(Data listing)

• • •

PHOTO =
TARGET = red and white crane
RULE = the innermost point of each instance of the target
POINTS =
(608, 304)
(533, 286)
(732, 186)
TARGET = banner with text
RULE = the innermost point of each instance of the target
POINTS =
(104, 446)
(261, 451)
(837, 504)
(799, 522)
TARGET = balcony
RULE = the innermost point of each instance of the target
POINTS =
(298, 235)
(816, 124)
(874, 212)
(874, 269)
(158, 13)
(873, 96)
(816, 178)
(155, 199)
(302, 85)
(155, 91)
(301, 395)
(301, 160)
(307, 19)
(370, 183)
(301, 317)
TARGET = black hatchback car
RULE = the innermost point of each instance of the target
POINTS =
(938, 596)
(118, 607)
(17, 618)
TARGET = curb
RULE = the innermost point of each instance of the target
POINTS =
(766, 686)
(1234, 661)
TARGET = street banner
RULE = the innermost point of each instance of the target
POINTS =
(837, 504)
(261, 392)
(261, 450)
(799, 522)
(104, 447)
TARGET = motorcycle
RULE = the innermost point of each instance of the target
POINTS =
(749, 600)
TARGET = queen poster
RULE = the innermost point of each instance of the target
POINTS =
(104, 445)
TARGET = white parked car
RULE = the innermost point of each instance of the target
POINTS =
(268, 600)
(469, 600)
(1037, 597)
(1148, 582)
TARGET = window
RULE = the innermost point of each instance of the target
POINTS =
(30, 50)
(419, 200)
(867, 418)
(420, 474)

• • •

== Exercise details ==
Write out all the lines above again, requests included, and shift each point coordinate by adding 126 to it.

== Result ==
PHOTO =
TARGET = red and white crane
RULE = the innermost point of each instance of the target
POINTS =
(734, 430)
(659, 412)
(858, 312)
TARGET = banner with text
RULE = the innermost point of each instance of the target
POINTS =
(230, 572)
(387, 577)
(963, 630)
(925, 648)
TARGET = balcony
RULE = the innermost point of each instance of the target
POINTS =
(424, 361)
(942, 250)
(1000, 338)
(1000, 395)
(284, 139)
(999, 222)
(942, 304)
(281, 325)
(428, 211)
(281, 217)
(427, 521)
(427, 286)
(433, 145)
(496, 309)
(427, 443)
TARGET = black hatchback car
RULE = the innermost point of each instance of the target
POINTS =
(1064, 722)
(244, 733)
(143, 744)
TARGET = curb
RULE = the innermost point of each instance of the target
POINTS =
(892, 812)
(1360, 787)
TARGET = street banner
RULE = the innermost point of each instance of the target
POINTS =
(963, 630)
(387, 518)
(387, 576)
(925, 648)
(230, 573)
TARGET = motorcycle
RULE = the innermost point of each instance of the target
POINTS =
(875, 726)
TARGET = queen poster
RULE = the innermost point of each instance of the target
POINTS =
(230, 571)
TARGET = white parked car
RULE = the innermost point of each instance of the target
POINTS =
(394, 726)
(595, 726)
(1163, 723)
(1274, 708)
TARGET = window
RULE = the innermost point of each instance of the target
POINTS =
(156, 176)
(545, 326)
(993, 544)
(546, 600)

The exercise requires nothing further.